With both ends included, transcribe exactly the records below from their first line to the line that contains "Target: far shore building".

SUPPLIED DATA >>
──────────

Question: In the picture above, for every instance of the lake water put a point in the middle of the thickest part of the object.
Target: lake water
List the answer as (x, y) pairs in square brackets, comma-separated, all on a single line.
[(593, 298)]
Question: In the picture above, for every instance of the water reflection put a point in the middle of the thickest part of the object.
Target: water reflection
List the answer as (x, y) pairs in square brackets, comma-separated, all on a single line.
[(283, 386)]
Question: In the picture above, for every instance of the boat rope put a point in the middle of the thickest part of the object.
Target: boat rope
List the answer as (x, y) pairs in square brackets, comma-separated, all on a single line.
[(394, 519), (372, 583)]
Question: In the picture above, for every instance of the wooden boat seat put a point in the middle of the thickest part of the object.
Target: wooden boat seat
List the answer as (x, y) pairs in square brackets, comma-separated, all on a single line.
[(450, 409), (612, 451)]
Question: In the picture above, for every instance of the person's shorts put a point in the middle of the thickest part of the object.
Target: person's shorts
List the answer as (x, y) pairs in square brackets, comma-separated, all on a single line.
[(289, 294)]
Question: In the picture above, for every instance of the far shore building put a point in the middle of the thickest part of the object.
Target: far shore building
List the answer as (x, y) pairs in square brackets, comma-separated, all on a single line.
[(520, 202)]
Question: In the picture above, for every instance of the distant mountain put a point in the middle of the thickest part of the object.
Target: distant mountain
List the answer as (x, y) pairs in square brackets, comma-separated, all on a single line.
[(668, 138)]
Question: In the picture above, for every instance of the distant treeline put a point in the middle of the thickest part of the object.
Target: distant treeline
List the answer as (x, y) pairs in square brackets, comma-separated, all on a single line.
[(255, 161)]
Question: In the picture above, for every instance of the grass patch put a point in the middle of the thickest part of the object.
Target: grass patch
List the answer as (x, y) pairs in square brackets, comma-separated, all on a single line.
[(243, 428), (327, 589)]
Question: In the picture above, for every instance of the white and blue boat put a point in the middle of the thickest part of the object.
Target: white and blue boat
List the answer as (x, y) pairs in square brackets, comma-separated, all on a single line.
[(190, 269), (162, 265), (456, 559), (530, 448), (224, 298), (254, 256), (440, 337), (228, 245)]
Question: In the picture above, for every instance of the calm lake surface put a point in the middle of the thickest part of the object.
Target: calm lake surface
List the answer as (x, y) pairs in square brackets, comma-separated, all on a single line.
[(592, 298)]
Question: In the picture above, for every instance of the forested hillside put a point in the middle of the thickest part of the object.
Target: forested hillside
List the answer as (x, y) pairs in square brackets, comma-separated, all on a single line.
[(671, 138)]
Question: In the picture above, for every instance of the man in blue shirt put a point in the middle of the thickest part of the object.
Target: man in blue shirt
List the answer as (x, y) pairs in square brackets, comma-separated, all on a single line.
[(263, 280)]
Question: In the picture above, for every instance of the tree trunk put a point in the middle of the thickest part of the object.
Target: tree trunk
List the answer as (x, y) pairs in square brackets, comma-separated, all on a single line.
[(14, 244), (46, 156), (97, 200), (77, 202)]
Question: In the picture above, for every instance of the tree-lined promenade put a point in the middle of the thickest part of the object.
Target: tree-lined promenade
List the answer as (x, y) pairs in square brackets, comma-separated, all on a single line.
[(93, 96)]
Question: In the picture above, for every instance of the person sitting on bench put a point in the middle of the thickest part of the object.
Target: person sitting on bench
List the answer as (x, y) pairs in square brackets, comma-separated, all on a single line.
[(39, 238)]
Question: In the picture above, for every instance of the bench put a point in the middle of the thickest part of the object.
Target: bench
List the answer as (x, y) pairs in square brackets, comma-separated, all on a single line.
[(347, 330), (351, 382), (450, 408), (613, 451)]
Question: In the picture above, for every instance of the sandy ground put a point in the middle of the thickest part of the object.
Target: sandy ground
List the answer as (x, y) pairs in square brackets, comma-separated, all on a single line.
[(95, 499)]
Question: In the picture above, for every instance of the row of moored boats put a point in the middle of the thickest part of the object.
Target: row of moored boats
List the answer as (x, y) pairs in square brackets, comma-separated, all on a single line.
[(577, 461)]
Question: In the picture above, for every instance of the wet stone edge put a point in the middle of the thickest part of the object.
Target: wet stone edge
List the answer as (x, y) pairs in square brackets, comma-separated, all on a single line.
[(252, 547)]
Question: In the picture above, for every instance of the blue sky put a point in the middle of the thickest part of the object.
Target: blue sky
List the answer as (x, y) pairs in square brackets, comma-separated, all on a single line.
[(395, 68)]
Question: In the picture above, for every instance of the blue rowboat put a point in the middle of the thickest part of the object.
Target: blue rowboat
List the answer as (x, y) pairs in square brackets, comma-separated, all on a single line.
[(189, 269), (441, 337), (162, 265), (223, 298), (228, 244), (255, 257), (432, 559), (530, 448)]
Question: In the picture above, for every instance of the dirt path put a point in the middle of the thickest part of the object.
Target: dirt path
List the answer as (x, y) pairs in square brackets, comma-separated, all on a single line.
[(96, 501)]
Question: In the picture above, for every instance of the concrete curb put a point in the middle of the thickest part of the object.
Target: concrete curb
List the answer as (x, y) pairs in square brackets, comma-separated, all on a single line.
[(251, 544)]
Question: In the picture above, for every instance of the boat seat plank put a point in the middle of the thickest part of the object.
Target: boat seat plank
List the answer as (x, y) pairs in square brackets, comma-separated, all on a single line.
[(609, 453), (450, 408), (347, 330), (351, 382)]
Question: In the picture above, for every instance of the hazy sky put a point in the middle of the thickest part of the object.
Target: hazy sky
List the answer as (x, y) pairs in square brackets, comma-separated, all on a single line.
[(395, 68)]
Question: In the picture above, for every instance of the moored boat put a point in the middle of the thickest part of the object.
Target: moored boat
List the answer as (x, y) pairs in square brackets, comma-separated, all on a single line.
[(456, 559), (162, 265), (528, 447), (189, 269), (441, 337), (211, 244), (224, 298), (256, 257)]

──────────

OUTPUT BELOW >>
Question: In the picture above, for every instance of the lake water put a point in the middle of the thickest part of the object.
Target: lake water
List the answer as (x, y) pairs in square brackets, comma-separated, all on a single line.
[(593, 298)]
Question: In the picture above, for every instance of the water reflection put a point in the middle of the thickest part of the object.
Target: water reflection
List the answer as (x, y) pairs in square brackets, comma-separated, all on a single line.
[(283, 386)]
Question: In the picture above, for every instance of the boat rope put a point in the middle of the thickest part of the object.
Target: boat rope
List the answer as (x, y) pairs in square brackets, comma-separated, all on a single line.
[(394, 519), (372, 583)]
Question: In the picture above, for every instance of the wooden boat seat put a point in the middle of the thickest part of the object.
Target: wooden boat seat
List the answer as (x, y) pairs in square brackets, comma-separated, all on a single line.
[(450, 409), (612, 451)]
Question: In the picture above, for every instance of the person's shorts put a point in the middle of the thickest part of the object.
Target: person's shorts
List the answer as (x, y) pairs in square brackets, comma-separated, all on a single line.
[(289, 294)]
Question: In the picture above, for every instance of the far shore building put a point in the middle of the thickest part of the object.
Target: far shore building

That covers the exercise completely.